STATED EXERCISE 1: Reproduce the part of the Hoshor court opinion that begins at the words "Hoshor v. Industrial" and ends after the words "September 27, 1996.".

PASSAGE PROVIDED:
▼

Hoshor v. Industrial Commission, 283 Ill. App. 3d 295 (1996)

June 5, 1996 · Illinois Appellate Court · No. 3—95—0514WC
283 Ill. App. 3d 295

BEVERLY HOSHOR et al., Appellants, v. THE INDUSTRIAL COMMISSION et al. (Kanoski and Associates et al., Appellees).

Third District

No. 3—95—0514WC

Opinion filed June 5, 1996.

Modified on denial of rehearing September 27, 1996.

Patricia L. Hayes, of Hayes Law Office, of Springfield, for appellants.

Charles N. Edmiston, of Kanoski & Associates, of Rushville, for appellees.

*296JUSTICE RAKOWSKI

delivered the opinion of the court:

Claimant Beverly Hoshor filed an application for adjustment of claim against her employer pursuant to the Workers’ Compensation Act (the Act) (820 ILCS 305/1 et seq. (West 1994)) on November 27, 1991. The attorney handling the case was Patricia L. Hayes, who worked at the law firm of Kanoski & Associates (hereinafter referred to as Kanoski). On March 6, 1992, Hayes left the firm to start her own law practice. Hoshor’s case was reassigned to Larry Apfelbaum, another associate at Kanoski. Apfelbaum undertook representation of Hoshor, obtaining on March 24, 1992, a settlement offer of $4,405. On March 31, 1992, Kanoski received a letter from Hayes, which stated that Hoshor had retained Hayes as her attorney and allegedly suggested that Hayes would agree to a fee-sharing arrangement with the law firm. Upon receiving Hayes’ letter, Apfelbaum telephoned Hoshor to set up a meeting with her and her husband. At the meeting, Hoshor indicated uncertainty as to whom she wanted to represent her. Both Apfelbaum and Hayes continued to counsel Hoshor.

▲

STATED EXERCISE 2: Give the entries as a numbered list, leaving out blank lines, starting at the line that contains "Can you see the oven" and running through the last line of the entries.

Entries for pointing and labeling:

▼

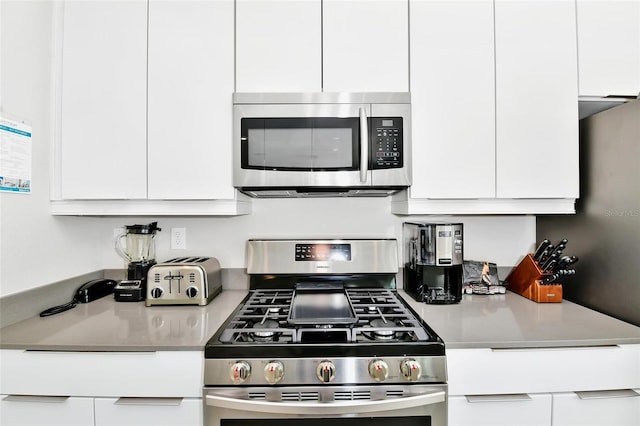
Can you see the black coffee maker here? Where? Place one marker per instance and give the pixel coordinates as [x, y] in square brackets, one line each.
[433, 257]
[140, 251]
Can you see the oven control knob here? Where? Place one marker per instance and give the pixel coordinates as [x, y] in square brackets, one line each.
[326, 371]
[240, 372]
[156, 292]
[273, 372]
[378, 370]
[410, 369]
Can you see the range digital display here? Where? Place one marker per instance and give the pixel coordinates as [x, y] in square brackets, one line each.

▲

EXPECTED OUTPUT 1:
Hoshor v. Industrial Commission, 283 Ill. App. 3d 295 (1996)

June 5, 1996 · Illinois Appellate Court · No. 3—95—0514WC
283 Ill. App. 3d 295

BEVERLY HOSHOR et al., Appellants, v. THE INDUSTRIAL COMMISSION et al. (Kanoski and Associates et al., Appellees).

Third District

No. 3—95—0514WC

Opinion filed June 5, 1996.

Modified on denial of rehearing September 27, 1996.

EXPECTED OUTPUT 2:
1. Can you see the oven control knob here? Where? Place one marker per instance and give the pixel coordinates as [x, y] in square brackets, one line each.
2. [326, 371]
3. [240, 372]
4. [156, 292]
5. [273, 372]
6. [378, 370]
7. [410, 369]
8. Can you see the range digital display here? Where? Place one marker per instance and give the pixel coordinates as [x, y] in square brackets, one line each.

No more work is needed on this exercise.